Hello,
I'm analyzing a time series RNA-Seq data with repeated measures on six different time points corresponding to pre-treatment, on-treatment and post-treatment phases, using edgeR:
Timepoint1 Pretreat
Timepoint2 Pretreat
Timepoint3 Pretreat
Timepoint4 Ontreat
Timepoint5 Ontreat
Timepoint6 Posttreat
And my hypothesis test is to look for DEGs comparing Ontreat VS Pretreat, and Posttreat VS Ontreat.
There are two options I can think of to do this:
1). Include the timepoint variable into the glm model (include subject as well since it's repeated measure data) and setting the contrast as:
design<-model.matrix(~0+timepoint+subject) mycontrast<-makeContrasts(OnvsPre=(timepoint4+timepoint5)/2-(timepoint1+timepoint2+timepoint3)/3, PostvsOn=timepoint6-(timepoint4+timepoint5)/2, levels=design)
2). Include the treatment phase variable into the model (which essentially combines different timepoints within the same treatment into one group):
design<-model.matrix(~0+treatment+subject) mycontrast<-makeContrasts(OnvsPre=Ontreat-Pretreat,PostvsOn=Posttreat-OnTreat,levels=design)
Since I am really new to RNA-Seq analysis and ignorant in statistics, my questions are:
1). For the first method, am I setting the contrast in the right way?
2). For the second method, is it justified to combine different timepoints into one group, or will it fall into the issue of repeated measures?
Thanks very much for any help here!
Thanks Aaron. Much appreciated.
A follow up question:
To interpret the first model, does it mean that the model essentially takes the averaged expression values of the three timepoints of pre-treatment, and takes the average of the two timepoints of on-treatment, and then obtains the DE genes from comparing the averaged expression scores?
Thanks again.
Yes. If you need more stringency, you can test each pair of on-treatment vs pre-treatment timepoints to verify that genes are consistently DE (in the same direction) between groups.

• [Material supplied]
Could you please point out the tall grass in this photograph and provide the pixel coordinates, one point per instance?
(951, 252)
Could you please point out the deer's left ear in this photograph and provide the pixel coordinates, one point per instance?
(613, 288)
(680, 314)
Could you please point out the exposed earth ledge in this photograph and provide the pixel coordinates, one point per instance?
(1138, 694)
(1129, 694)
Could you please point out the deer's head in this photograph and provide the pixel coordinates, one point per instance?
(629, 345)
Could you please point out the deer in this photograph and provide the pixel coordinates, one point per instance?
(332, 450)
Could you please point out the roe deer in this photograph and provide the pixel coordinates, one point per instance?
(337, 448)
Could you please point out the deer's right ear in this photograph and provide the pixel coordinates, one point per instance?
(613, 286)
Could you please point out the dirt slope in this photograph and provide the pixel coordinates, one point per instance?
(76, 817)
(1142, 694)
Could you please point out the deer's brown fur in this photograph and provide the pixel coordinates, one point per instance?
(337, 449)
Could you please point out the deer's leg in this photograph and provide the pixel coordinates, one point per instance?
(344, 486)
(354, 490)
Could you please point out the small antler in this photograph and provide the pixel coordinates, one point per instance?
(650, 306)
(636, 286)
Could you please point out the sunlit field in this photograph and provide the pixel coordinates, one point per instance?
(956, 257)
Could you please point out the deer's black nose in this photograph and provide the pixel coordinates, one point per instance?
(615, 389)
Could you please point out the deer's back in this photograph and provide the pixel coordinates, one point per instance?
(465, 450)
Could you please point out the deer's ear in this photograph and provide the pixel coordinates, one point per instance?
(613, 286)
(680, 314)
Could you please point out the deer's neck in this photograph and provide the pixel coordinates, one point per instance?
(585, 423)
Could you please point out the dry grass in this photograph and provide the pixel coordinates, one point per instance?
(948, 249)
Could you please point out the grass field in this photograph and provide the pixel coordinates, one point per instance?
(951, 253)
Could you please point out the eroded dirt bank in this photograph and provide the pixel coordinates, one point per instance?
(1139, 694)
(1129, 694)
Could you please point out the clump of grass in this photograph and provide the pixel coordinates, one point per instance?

• [Exercise]
Answer from the edgeR time-series thread:
1. How many time points belong to the pre-treatment phase?
2. In the second option, which variable is entered in the model together with subject?
3. According to the last reply, what can be done if more stringency is needed?

• [Expected output]
1. Three: Timepoint1, Timepoint2 and Timepoint3.
2. The treatment phase variable (treatment).
3. Test each pair of on-treatment vs pre-treatment timepoints to verify that genes are consistently DE, in the same direction, between groups.